----- EXTRAIT CHOISI -----
Jour 11-12-13 – Hägendorf, Fribourg, La Bridoire, Chirens, Valence,Condrieu #TFV #LesVisages

8.8.15

Je laisse Hägendorf et/ou Teufelsschlucht (je ne sais plus exactement où je suis) derrière moi d’autant qu’on me signale sur Facebook par deux fois que cet endroit est surnommé la gorge du diable. Je me racle la mienne – de gorge – pour nettoyer les scories de tabac que je m’injecte à forte dose, trop souvent. Un coup de coca suisse pour déglutir puis je renfile la route vers la France.
Je vois défiler des panneaux de villes aussi inconnues les unes que les autres au point que je me dis que quelqu’un joue à me faire des blagues, une sorte de jeu à base d’anagrammes bizarres sans jamais que je ne parvienne à trouver la solution. Jusqu’au moment où je vois des noms plus connus : Fribourg et Neuchatel notamment. Fribourg et Neuchatel mais c’est bien dans ce coin que vit Anna Jouy ! A la faveur d’une erreur de parcours (voir billet précédent), je me dis que ce serait très agréable de lui faire la surprise en lui rendant visite. Je m’arrête à l’aire suivante et lui envoie un tweet pour la prévenir. Elle me renvoie son adresse et me voilà parti vers Avry sur Matran près de Fribourg.
Une demi-heure plus tard, Anna m’accueille dans sa maison cossue héritée de son père. Nous nous embrassons tout en découvrant nos visages. Elle est ravie de cette visite impromptue et moi aussi. Le temps m’est compté une fois de plus et je n’ai que quelques poignées de minutes à lui accorder afin ne pas arriver trop en retard ce soir à La Bridoire, près de Chambéry. Elle comprend et la discussion s’amorce sans gêne ni méfiance d’aucune sorte. Nous parlons de sa poésie, de son site, de son vide actuel en écriture. Elle range, me dit-elle, remet en forme des anciens textes, les corrige, les annote pour préparer un ensemble qui bientôt fera recueil. Je l’encourage dans ce sens à dépasser son site « les mots sous l’aube », d’ouvrir son écriture à l’extérieur, d’aller vivre et toucher les gens et les visages comme je viens de le faire pendant dix jours. Cette ouverture lui semble difficile et je lui rappelle combien la démarche m’a coûté, comment moi aussi il aura fallu me faire violence pour me lancer dans un tel pari.
----- EXTRAIT DE DONNÉES -----
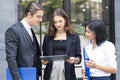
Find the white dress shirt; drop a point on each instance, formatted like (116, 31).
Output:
(27, 27)
(103, 55)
-----
▸ ÉNONCÉ
Rendez en anglais cette phrase du récit : « Elle est ravie de cette visite impromptue et moi aussi. » La liste n'a aucun lien avec le récit.

▸ CORRIGÉ
She is delighted by this unexpected visit, and so am I.